** 抜粋 **
────────

入選作品ガイド集に参加した足跡
「このコンクールのことを知ったのは、実はいまの学校に来てからです。もっと早く知っていれば良かったな、と。応募した子供全員の名前が入選作品ガイド集に載るのはうれしいですね。参加した足跡が冊子に残ります。これはインターネットにはない重みがあると思います」
山田祐一先生が茨城県つくば市立桜南小へ赴任したのは3年前のこと。同校は自然科学観察コンクールへの応募歴が長く、特にこの10年間は文部科学大臣奨励賞を3回、指導奨励賞を5回も受賞している。
「モデルケースが残っているので、それを参考にできるのはありがたいことかもしれません」
昨年度の第46回自然科学観察コンクールに山田先生は11作品を応募、その中で『めざせ、最強の空気砲! パート・ 筒の形とドーナツの関係』が最終選考まで残った。
全員ではなく、やりたい子供だけ
もともと茨城県は理科教育が盛んなエリア。県レベルのコンクールもある。
「どのコンクールに応募するかは、子供自身の希望で決めています。どちらかというと県の作品展に出したいという子が多いかもしれません」
コンクールへの意識づけは6月からスタート。朝の会や帰りの会などに、担任からコンクールの説明をしてもらい、参加の希望を聞いておく。7月には「自由研究のまとめ方」のプリントを配付。夏休みから9月中旬までに各自で完成させるというスケジュールだ。

────────

** 抽出資料 **
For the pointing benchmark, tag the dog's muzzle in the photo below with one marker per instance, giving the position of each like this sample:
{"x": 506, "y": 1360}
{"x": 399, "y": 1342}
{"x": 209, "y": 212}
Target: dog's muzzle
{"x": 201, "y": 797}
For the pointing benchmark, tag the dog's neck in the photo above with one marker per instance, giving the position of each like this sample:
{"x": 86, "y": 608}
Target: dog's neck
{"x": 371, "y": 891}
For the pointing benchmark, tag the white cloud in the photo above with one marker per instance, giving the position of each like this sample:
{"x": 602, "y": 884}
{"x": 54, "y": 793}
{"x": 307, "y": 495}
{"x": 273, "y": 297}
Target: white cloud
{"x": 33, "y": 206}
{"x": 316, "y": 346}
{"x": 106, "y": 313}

────────

** 作業指示 **
1. 抜粋によると、「自由研究のまとめ方」のプリントは何月に配付されるか。
2. 抜粋にある次の文を英語に訳してください：「もともと茨城県は理科教育が盛んなエリア。」
3. 自然科学観察コンクールについての抜粋を、最後の文の後から書き継げ。

** 回答 **
1. 7月。

2. Ibaraki Prefecture has long been an area where science education thrives.

3.
理科の自由研究は、夏休みの宿題ではない。つまり、全員ではなく、やりたい子供だけが取り組む方法をとっている。意欲的な子供は、夏休みが始まる前から実験や観察をスタートさせることもあるという。
質問しながらテーマを探る
「やってみたいけど、テーマはどうしよう」。そんな子供には、一問一答式で興味のあることを探っていくことが多い。「研究所や研究機関のイベントで面白かったものは何?」「最近、不思議だなぁと思ったことはある?」などの質問を投げかける。
「気になるテーマ、好きなテーマを選ぶことがいちばん大事です。そうしないと、後が続きません。ご家庭の協力がないと難しいテーマの場合は、『おうちの人と相談してごらん』とも言いますね」
カイコの観察を希望する子供に「餌やりは大丈夫?」と確認したり、「ボールの飛ばし方を研究したい」という子供と一緒に研究方法を考えたりもする。
「放物線のことはまだ習わないですからね。この時は、カメラでボールの飛んでいる様子を撮影してみては、とアドバイスしました」
これまでに取り上げたテーマがさらに深まるよう、継続研究をすすめることもある。最終選考に残った作品は、3年間かけて「空気砲」というひとつのテーマを追究した労作だ。
迷った時は目的とのずれをチェック
夏休み中は理科室の開放日を設定しているが、基本的には自分がいる日ならいつでもOK。研究途中で迷ったり、悩んだりしていたら、最初の目的にあっているかを一緒に考える。
「基本に戻り、初めの段階にたちかえって、目的がずれていないかチェックします。実際には熱心に質問に来る子供は各学年に1~2人です。なるべく敷居を低くして気軽に来てもらいたいのですが」
なかには予想以上に仕上げてくるケースもある。
「子供が興味を持ったことを少しでもかなえてあげたい、応援したいという気持ちの親ごさんが多いと感じています」
「目の前にあるものをよく見なさい」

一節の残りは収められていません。